Task description: Set down each line of the data exactly, but not the pictures.

[Stored data entries]
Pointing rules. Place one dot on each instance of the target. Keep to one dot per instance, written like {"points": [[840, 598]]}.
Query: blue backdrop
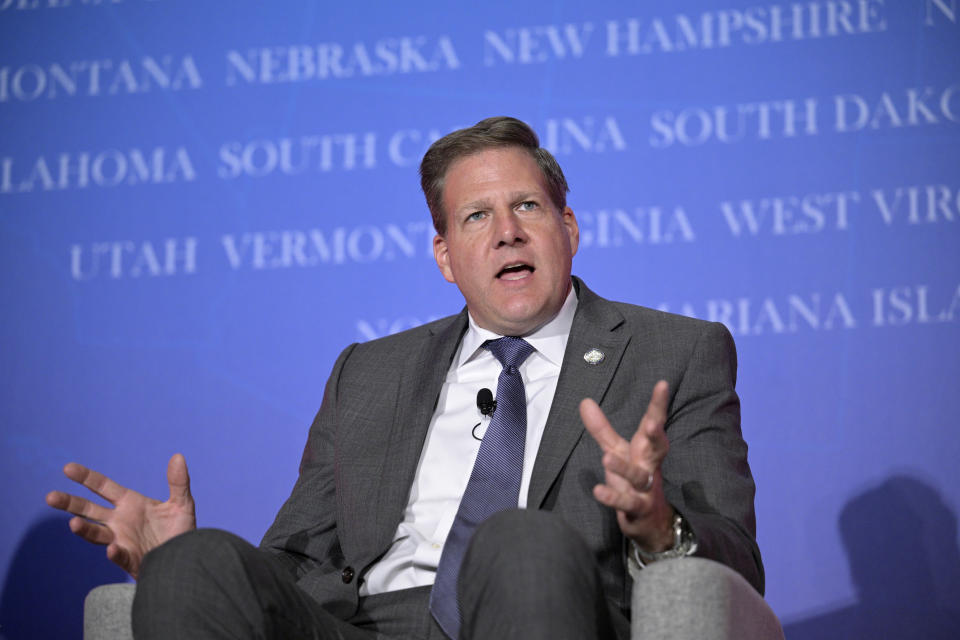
{"points": [[202, 203]]}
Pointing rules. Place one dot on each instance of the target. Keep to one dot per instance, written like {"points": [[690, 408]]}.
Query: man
{"points": [[400, 522]]}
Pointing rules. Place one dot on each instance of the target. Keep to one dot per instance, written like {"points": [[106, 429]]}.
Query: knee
{"points": [[192, 555], [526, 541], [525, 532]]}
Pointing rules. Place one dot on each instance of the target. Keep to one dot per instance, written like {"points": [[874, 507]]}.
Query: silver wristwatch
{"points": [[684, 544]]}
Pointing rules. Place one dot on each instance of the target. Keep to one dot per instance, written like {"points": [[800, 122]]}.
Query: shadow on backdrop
{"points": [[51, 572], [901, 543]]}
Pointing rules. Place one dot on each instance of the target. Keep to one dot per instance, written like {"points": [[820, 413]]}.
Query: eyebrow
{"points": [[486, 203]]}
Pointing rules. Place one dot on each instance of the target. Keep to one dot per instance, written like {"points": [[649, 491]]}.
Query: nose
{"points": [[508, 229]]}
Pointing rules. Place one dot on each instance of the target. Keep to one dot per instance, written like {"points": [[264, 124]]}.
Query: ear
{"points": [[573, 229], [441, 253]]}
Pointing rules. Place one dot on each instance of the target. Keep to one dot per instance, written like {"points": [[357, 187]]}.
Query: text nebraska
{"points": [[99, 77], [299, 63], [107, 168]]}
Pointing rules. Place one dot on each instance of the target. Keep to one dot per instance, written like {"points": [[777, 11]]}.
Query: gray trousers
{"points": [[526, 574]]}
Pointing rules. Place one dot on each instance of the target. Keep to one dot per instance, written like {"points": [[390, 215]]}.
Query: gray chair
{"points": [[681, 599]]}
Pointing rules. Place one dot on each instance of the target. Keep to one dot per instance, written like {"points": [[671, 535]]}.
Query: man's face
{"points": [[507, 247]]}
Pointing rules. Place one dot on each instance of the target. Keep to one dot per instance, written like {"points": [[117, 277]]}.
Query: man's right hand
{"points": [[136, 524]]}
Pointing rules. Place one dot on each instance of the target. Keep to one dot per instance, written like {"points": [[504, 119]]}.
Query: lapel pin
{"points": [[594, 356]]}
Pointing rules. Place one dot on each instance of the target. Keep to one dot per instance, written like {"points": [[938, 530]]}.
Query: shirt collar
{"points": [[550, 340]]}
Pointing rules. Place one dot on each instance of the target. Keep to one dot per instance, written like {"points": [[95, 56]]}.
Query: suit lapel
{"points": [[420, 384], [594, 327]]}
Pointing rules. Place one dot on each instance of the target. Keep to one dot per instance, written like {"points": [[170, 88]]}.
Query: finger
{"points": [[629, 502], [91, 531], [652, 443], [95, 481], [119, 556], [599, 427], [178, 478], [635, 475], [77, 506]]}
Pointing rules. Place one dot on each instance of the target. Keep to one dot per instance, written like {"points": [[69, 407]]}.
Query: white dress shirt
{"points": [[450, 448]]}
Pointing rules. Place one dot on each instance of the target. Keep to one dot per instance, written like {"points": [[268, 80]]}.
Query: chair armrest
{"points": [[695, 599], [106, 612]]}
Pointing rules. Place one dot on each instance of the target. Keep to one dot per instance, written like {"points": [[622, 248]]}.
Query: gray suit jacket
{"points": [[365, 443]]}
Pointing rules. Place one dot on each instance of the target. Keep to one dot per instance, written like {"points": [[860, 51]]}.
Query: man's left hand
{"points": [[633, 485]]}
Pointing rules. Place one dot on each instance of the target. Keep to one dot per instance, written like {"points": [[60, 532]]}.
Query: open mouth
{"points": [[515, 271]]}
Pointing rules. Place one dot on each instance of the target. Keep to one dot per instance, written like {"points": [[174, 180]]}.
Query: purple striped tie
{"points": [[494, 482]]}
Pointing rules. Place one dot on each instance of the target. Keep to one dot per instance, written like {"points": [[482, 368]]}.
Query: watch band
{"points": [[684, 544]]}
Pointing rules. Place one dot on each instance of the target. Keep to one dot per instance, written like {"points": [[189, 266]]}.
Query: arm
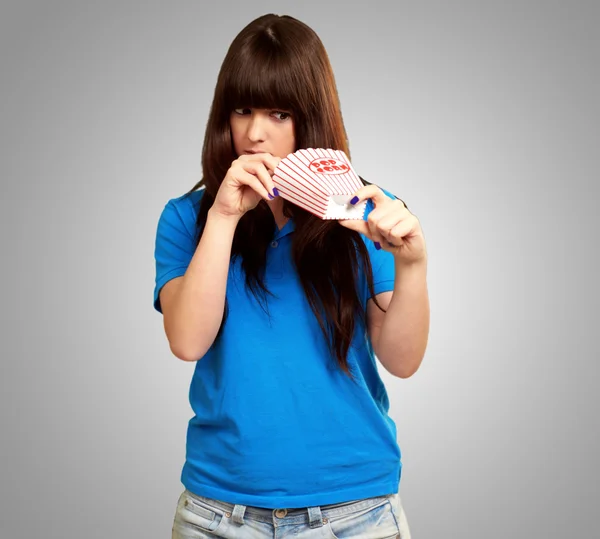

Exercise output:
Pointing rules. Place one dot on each instance of the target. Keep to one dot per instance, written like {"points": [[840, 598]]}.
Query: blue backdrop
{"points": [[202, 203]]}
Pointing rules. Place one dot on each instance of the target. Keep to one dot per instance, written like {"points": [[690, 408]]}.
Query: man
{"points": [[400, 522]]}
Pointing rules. Place one dot on each instance of the target. Keep to one dot per instance, written like {"points": [[106, 429]]}.
Query: knee
{"points": [[192, 555], [526, 541], [525, 532]]}
Pointing rules. Place one dot on each instance of the target. Keep to one dot per instance, written like {"points": [[874, 507]]}.
Query: silver wristwatch
{"points": [[684, 544]]}
Pointing rules. Place one dot on each instance of the target. Keep to one dot per instance, written like {"points": [[800, 122]]}.
Query: shadow on backdrop
{"points": [[51, 572], [901, 543]]}
Pointing rules. Place one dot on each instance of the target. Keep to one dot per instance, written like {"points": [[820, 413]]}.
Query: eyebrow
{"points": [[486, 203]]}
Pointing rules. Place one dot on each instance of the target. Keep to one dot per instance, written like {"points": [[649, 491]]}.
Query: nose
{"points": [[508, 229]]}
Pointing rules. Place one dot on each instance of the target. Keep to one dot per instance, written like {"points": [[264, 124]]}.
Query: ear
{"points": [[573, 229], [441, 253]]}
Pointing rules. Place one dot on each instance of the target. Keep to one dot per instance, written like {"points": [[357, 187]]}.
Query: text nebraska
{"points": [[99, 77], [299, 63], [107, 168]]}
Pointing rules. Place one dot on each instance of the target. Keep to one dot per instance, written like {"points": [[777, 11]]}.
Query: gray trousers
{"points": [[526, 574]]}
Pointing rules. Place one dot on each instance of the target. Keep to one dot per instance, written like {"points": [[390, 215]]}.
Query: gray chair
{"points": [[681, 599]]}
Pointing rules. Place one dot on each instance of the target. Keep to one dot per instance, written like {"points": [[671, 535]]}.
Query: man's face
{"points": [[507, 247]]}
Pointing rules. Place one dot on each instance of the target. Keep to one dot per instance, written like {"points": [[117, 277]]}.
Query: man's right hand
{"points": [[136, 524]]}
Pointing rules. Place one dot on each instance of the target. Keep to one dot per instance, written like {"points": [[504, 119]]}.
Query: lapel pin
{"points": [[594, 356]]}
Pointing rules. Place one dot on each instance of the target. Keep to one dot per instance, written like {"points": [[938, 530]]}.
Query: shirt collar
{"points": [[550, 340]]}
Pointing rules. Place one dot on each instance of the target. Keep to one dot per instance, written like {"points": [[95, 56]]}.
Query: suit lapel
{"points": [[420, 384], [594, 327]]}
Pointing rules. Place one dot on each instance of the target. Keep to one dot per instance, written like {"points": [[170, 88]]}.
Query: finger
{"points": [[629, 502], [91, 531], [652, 443], [95, 481], [119, 556], [599, 427], [178, 478], [635, 475], [77, 506]]}
Pointing rules. Place one dot on each instance of the target. Keep to one dot per instance, written like {"points": [[69, 407]]}.
Query: white dress shirt
{"points": [[450, 448]]}
Pointing rules. Place one dot on each instance of the target. Keep to one dot per instance, written like {"points": [[268, 80]]}.
Query: chair armrest
{"points": [[695, 599], [106, 612]]}
Pointing rules. Place one dot on each instance of the target. Keep to one dot per instance, written like {"points": [[622, 248]]}.
Query: gray suit jacket
{"points": [[365, 443]]}
Pointing rules. Place one dot on each instance of the target. Keep to one dot per instance, written like {"points": [[860, 51]]}.
Query: man's left hand
{"points": [[633, 485]]}
Pointing rules. Place one dot on each instance of the target. Keep to one dot per instance, written like {"points": [[60, 532]]}.
Query: open mouth
{"points": [[515, 271]]}
Pointing rules. Place one dot on each instance of the target. Keep to one dot per instance, written like {"points": [[174, 180]]}.
Query: purple striped tie
{"points": [[494, 482]]}
Pointing rules. Place one dot on each instance of the target. Keep to one dot per instance, written like {"points": [[482, 368]]}.
Query: watch band
{"points": [[684, 544]]}
Pointing rules. Place one dot on each instance of the target. Keep to one dot per instance, written like {"points": [[189, 266]]}.
Query: arm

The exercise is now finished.